[Job item] Find each line in the items below that contains the string "positive" and copy those lines. Case must match.

---------- Task inputs

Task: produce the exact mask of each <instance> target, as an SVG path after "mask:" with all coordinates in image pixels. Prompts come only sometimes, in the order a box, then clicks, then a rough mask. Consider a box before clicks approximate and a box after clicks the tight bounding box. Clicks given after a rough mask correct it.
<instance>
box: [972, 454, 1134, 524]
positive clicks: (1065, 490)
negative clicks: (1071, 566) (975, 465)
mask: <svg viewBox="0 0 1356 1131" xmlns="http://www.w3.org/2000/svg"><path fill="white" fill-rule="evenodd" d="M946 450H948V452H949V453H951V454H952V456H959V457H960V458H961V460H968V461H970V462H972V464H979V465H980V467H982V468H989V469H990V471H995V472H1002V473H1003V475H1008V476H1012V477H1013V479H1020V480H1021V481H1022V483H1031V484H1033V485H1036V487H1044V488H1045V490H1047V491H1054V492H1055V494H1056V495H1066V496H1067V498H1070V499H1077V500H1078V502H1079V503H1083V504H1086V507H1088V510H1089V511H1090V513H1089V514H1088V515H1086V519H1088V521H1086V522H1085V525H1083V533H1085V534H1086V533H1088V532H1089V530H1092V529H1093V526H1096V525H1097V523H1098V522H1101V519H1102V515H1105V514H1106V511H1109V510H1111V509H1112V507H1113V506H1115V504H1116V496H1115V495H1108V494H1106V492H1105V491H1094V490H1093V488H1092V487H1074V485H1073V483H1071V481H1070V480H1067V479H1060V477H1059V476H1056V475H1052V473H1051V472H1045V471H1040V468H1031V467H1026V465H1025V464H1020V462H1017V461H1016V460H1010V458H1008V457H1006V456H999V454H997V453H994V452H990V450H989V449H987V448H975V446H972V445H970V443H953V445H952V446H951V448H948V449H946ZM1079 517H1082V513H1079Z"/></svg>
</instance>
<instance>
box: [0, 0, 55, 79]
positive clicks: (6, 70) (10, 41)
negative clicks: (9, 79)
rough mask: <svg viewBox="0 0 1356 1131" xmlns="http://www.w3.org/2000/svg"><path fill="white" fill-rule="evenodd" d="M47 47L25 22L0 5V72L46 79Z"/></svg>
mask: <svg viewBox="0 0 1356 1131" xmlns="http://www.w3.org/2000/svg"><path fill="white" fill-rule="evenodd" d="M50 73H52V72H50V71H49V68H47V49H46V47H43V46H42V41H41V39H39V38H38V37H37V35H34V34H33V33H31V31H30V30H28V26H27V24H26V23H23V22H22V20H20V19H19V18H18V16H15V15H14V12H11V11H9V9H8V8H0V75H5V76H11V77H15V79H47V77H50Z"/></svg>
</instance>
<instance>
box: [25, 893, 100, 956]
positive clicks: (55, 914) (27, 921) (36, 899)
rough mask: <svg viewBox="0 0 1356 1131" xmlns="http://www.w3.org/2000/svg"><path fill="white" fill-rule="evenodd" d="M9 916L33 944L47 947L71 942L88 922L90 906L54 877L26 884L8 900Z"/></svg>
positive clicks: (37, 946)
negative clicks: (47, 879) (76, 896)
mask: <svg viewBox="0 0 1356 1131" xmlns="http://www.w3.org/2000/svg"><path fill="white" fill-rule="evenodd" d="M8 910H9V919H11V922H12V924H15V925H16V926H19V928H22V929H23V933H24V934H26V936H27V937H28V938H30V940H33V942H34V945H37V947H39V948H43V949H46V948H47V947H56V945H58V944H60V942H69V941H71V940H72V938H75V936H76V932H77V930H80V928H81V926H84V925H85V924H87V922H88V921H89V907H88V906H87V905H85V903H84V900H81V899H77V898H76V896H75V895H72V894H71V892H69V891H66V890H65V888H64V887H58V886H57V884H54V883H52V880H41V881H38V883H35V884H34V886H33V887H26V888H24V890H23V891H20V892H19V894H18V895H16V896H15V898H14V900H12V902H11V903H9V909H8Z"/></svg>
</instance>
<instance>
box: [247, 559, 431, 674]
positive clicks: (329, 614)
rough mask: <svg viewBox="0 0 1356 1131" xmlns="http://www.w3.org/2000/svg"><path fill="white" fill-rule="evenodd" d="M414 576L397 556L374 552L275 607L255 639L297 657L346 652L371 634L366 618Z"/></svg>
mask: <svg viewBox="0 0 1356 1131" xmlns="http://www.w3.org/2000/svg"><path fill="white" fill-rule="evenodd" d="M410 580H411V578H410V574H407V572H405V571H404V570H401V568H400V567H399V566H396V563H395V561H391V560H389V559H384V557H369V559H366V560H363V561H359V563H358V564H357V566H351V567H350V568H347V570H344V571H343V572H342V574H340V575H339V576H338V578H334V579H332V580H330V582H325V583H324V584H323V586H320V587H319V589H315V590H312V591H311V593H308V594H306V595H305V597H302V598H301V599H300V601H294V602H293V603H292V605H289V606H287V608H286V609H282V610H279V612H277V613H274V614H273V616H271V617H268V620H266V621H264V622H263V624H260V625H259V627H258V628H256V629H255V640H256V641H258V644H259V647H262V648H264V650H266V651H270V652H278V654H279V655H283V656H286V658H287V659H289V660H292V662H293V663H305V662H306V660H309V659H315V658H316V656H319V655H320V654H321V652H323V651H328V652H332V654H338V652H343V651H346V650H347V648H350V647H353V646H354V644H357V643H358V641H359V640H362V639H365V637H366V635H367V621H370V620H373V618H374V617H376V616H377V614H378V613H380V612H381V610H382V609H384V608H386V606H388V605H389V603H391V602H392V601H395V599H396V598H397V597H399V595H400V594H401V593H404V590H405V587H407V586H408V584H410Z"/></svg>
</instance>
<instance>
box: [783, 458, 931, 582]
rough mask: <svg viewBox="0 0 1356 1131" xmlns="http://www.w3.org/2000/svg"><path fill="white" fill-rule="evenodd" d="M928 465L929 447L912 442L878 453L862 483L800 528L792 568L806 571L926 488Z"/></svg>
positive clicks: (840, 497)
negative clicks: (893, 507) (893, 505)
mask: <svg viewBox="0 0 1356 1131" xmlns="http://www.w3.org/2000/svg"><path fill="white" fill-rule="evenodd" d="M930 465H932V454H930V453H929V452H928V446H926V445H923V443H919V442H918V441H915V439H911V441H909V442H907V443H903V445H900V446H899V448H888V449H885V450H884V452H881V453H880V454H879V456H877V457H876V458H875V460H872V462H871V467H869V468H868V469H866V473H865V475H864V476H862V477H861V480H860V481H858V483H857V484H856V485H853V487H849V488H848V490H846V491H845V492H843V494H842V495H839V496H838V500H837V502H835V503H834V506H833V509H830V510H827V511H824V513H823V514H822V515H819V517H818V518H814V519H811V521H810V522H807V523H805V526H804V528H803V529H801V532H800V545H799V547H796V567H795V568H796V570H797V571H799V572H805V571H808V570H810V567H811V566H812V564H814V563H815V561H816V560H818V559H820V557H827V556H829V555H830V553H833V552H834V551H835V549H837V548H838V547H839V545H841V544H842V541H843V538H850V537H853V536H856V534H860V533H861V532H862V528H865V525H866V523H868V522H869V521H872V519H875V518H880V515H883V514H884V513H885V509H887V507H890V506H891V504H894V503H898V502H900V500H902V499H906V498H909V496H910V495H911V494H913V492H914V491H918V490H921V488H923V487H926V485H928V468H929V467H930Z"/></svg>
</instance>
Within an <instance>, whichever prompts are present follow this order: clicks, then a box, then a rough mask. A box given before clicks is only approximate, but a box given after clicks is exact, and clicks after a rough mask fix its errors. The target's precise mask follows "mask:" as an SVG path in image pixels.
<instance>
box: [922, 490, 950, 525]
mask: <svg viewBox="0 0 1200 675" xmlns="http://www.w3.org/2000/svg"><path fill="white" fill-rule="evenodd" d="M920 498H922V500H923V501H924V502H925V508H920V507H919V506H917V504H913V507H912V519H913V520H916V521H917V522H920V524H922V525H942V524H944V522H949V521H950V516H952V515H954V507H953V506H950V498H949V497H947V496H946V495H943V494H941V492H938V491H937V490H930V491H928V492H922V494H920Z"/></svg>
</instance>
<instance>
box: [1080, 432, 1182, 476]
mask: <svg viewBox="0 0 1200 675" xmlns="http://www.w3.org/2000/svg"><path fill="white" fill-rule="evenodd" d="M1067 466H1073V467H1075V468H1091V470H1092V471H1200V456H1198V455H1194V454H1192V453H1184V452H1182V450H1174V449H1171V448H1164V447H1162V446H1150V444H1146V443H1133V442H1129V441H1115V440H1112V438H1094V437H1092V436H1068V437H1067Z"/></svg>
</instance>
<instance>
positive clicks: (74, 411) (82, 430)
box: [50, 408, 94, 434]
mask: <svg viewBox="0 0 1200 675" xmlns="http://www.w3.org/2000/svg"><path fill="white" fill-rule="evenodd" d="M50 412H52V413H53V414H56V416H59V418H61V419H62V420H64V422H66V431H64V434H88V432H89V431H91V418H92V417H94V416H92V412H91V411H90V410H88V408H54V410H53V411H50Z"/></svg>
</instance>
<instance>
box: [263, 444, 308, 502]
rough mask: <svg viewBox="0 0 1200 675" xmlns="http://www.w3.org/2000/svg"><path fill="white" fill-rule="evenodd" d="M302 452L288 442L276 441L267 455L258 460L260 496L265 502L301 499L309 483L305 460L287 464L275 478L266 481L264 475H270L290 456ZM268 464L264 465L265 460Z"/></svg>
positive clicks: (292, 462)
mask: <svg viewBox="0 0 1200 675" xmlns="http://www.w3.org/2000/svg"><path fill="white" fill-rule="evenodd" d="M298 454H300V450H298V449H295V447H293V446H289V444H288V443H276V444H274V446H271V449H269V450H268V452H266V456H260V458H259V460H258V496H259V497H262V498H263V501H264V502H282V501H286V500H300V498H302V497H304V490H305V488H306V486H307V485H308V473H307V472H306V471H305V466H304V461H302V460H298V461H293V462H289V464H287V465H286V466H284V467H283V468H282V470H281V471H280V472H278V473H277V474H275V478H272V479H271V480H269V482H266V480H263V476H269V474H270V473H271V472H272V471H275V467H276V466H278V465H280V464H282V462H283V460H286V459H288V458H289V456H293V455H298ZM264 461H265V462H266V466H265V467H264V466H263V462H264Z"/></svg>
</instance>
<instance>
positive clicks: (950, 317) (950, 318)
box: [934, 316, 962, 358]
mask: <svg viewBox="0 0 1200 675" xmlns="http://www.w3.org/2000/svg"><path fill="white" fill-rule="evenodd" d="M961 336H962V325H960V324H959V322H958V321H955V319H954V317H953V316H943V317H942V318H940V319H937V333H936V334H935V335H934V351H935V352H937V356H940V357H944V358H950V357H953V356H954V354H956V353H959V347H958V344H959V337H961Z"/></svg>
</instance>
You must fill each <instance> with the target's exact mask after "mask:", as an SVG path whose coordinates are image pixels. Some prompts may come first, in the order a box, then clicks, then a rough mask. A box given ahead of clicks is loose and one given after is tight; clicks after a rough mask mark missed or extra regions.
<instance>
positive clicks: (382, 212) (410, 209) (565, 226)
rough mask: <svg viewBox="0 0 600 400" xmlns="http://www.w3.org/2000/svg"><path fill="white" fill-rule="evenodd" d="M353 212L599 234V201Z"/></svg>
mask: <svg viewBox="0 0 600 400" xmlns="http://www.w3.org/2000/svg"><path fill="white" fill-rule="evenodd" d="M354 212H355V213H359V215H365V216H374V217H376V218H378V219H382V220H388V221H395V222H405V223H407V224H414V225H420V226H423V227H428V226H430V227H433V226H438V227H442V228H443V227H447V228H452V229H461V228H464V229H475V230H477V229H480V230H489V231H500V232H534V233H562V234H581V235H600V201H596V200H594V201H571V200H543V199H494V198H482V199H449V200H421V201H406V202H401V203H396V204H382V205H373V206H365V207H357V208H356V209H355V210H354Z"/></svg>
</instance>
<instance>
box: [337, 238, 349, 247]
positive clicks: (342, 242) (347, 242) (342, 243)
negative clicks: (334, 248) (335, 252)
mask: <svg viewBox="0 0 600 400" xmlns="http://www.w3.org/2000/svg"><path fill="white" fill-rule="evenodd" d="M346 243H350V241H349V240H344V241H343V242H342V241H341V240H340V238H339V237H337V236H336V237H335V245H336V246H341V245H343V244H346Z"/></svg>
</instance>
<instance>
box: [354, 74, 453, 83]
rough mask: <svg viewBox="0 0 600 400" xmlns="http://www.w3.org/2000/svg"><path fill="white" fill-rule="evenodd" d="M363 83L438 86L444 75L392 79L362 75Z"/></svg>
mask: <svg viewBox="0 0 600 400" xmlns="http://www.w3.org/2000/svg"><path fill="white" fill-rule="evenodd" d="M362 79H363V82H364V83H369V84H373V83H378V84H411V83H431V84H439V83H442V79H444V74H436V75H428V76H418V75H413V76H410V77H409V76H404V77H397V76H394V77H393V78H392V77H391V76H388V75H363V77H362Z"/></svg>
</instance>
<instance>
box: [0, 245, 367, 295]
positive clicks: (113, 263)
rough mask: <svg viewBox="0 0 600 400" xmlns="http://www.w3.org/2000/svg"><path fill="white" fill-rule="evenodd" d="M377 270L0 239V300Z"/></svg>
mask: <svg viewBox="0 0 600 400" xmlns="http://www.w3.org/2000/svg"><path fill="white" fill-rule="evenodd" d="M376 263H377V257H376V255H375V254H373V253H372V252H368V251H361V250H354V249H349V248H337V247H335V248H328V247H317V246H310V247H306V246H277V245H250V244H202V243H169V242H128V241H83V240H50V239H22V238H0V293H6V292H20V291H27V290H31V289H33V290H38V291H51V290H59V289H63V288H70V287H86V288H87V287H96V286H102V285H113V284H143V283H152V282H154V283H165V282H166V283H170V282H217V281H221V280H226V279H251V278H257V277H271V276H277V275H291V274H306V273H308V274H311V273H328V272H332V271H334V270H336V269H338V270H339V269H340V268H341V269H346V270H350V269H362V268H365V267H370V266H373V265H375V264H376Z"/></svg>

--------------------

[Exercise response]
positive clicks: (1065, 490)
positive clicks: (6, 70) (10, 41)
positive clicks: (55, 914) (27, 921) (36, 899)
positive clicks: (37, 946)
positive clicks: (329, 614)
positive clicks: (840, 497)
positive clicks: (74, 411) (82, 430)
positive clicks: (292, 462)
positive clicks: (950, 317) (950, 318)
positive clicks: (382, 212) (410, 209) (565, 226)
positive clicks: (342, 242) (347, 242) (342, 243)
positive clicks: (113, 263)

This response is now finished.